- **Sağlanan metin**
■ ■ ■ ■ ■
Hukuki.NET


Yargıtay içtihatları bölümü

Yargıtay Kararı

 



  T.C.
Y A R G I T A Y 
2.Hukuk Dairesi
    Sayı:


ESAS     KARAR 
92/7451  92/8636	

	ÖZET : 3444 sayılı kanun yürürlüğe girmesinden önce oluşan boşanmada
 yoksulluk nafakası.

        Taraflar arasındaki nafaka davasının yapılan muhakemesi sonunda
 mahalli mahkemece verilen hüküm temyiz edilmekle, evrak okunup gereği
 görüşülüp düşünüldü.
	Her Hukuki işlem kural olarak gerçekleştiği andaki hukuk düzeni içinde
 varlık kazanır. Maddi hukuka ilişkin kanunda açık hüküm taşımadıkça yürürlüğe
 girmesinden önce oluşan hukuki durumları etkilemez. Taraflar l7.l2.l987
 tarihinde kesinleşen hükümle boşanmışlardır. O halde boşanmanın sonunda
 oluşan hak ve yükümlülükleri o günde mer'i hukuka göre varlık kazanmıştır.
 M.K.bazı hükümlerinde değişiklik yapan 3444 sayılı kanun 5.8.l988 tarihinde
 yürürlüğe girmiştir. Boşanmış eşler arasında yoksulluk nafakasını düzenleyen
 M.K.3444 sayılı kanunda değiştirilmezden önceki l44. madde hükmü "kabahatsiz
 olan karı yahut koca boşanma neticesi olarak büyük bir yoksulluğa düşerse,
 diğeri boşanmaya sebebiyet vermemiş olsa dahi kudreti ile mütenasip bir
 suretti BİR SENE müddetle nafaka  itasına mahkum edilebilir." biçiminde idi.
	Görüldüğü gibi davalı eşin nafaka yükümlülüğü diğer şartlarında
 oluşması halinde boşanmadan itibaren ancak bir yıl devam edebilecek
 niteliktedir. Davacının geçen döneme ilişkin bir istemi yoktur. Açıklanan
 kural sebebiyle davanın açıldığı l8.l0.l99l tarihinde ve daha sonrası için
 yoksulluk nafakası isteyemez. Davanın reddi gerekirken isteğin hükme
 bağlanması doğru bulunmamıştır.
■ ■ ■ ■ ■
- **Talimat A**
Yargıtay kararında "ÖZET : 3444" ile "göre varlık kazanmıştır." arasında kalan bölümü, iki uç da dahil olmak üzere hiç değiştirmeden yineleyin.
Metin ile kayıtlar arasında hiçbir bağlantı yoktur.

- **Sağlanan veriler**
■ ■ ■ ■ ■
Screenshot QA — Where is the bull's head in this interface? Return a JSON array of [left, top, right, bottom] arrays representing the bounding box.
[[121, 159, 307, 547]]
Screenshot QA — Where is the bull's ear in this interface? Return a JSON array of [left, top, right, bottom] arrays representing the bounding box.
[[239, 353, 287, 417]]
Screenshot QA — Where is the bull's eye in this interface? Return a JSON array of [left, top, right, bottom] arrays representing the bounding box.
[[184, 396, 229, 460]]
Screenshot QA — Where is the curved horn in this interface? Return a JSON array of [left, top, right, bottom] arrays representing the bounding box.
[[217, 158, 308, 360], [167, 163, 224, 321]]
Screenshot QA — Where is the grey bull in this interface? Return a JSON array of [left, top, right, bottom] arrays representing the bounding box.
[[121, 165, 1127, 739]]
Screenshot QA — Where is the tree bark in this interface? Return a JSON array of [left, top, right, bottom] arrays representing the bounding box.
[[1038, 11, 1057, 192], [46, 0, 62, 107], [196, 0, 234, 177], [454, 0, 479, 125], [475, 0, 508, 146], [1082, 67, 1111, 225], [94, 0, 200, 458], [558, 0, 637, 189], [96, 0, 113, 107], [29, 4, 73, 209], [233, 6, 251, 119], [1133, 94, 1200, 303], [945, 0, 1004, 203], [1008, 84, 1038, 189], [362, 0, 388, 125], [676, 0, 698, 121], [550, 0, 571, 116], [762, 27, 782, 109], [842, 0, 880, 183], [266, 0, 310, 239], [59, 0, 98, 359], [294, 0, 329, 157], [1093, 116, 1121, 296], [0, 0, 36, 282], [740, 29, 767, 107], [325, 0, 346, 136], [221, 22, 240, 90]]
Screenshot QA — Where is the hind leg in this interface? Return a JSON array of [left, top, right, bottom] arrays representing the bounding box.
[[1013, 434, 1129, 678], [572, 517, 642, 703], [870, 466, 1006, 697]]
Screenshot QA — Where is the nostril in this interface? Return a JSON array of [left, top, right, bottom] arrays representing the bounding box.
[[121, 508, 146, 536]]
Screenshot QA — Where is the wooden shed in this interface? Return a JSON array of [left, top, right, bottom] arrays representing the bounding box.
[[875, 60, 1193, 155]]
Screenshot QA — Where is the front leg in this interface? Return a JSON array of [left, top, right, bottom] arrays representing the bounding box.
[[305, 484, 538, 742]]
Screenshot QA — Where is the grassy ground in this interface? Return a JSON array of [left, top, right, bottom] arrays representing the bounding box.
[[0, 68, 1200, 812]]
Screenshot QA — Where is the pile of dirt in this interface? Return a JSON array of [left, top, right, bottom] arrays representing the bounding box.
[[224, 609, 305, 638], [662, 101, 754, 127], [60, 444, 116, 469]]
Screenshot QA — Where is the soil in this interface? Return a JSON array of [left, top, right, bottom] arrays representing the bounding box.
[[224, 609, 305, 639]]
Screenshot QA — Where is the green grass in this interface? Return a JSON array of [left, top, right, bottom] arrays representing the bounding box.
■ ■ ■ ■ ■
- **Talimat B**
Kayıtlarda "Screenshot QA — Where is the curved" geçen satırdan "[[121, 165, 1127, 739]]" geçen satıra kadar, bu iki satır da dahil, yalnızca bu satırları yeniden yazın ve "curved horn" yerine "pointed horn" koyun. Başka hiçbir şeyi değiştirmeyin.

- **Görev çıktısı A**
ÖZET : 3444 sayılı kanun yürürlüğe girmesinden önce oluşan boşanmada
 yoksulluk nafakası.

        Taraflar arasındaki nafaka davasının yapılan muhakemesi sonunda
 mahalli mahkemece verilen hüküm temyiz edilmekle, evrak okunup gereği
 görüşülüp düşünüldü.
	Her Hukuki işlem kural olarak gerçekleştiği andaki hukuk düzeni içinde
 varlık kazanır. Maddi hukuka ilişkin kanunda açık hüküm taşımadıkça yürürlüğe
 girmesinden önce oluşan hukuki durumları etkilemez. Taraflar l7.l2.l987
 tarihinde kesinleşen hükümle boşanmışlardır. O halde boşanmanın sonunda
 oluşan hak ve yükümlülükleri o günde mer'i hukuka göre varlık kazanmıştır.

- **Görev çıktısı B**
Screenshot QA — Where is the pointed horn in this interface? Return a JSON array of [left, top, right, bottom] arrays representing the bounding box.
[[217, 158, 308, 360], [167, 163, 224, 321]]
Screenshot QA — Where is the grey bull in this interface? Return a JSON array of [left, top, right, bottom] arrays representing the bounding box.
[[121, 165, 1127, 739]]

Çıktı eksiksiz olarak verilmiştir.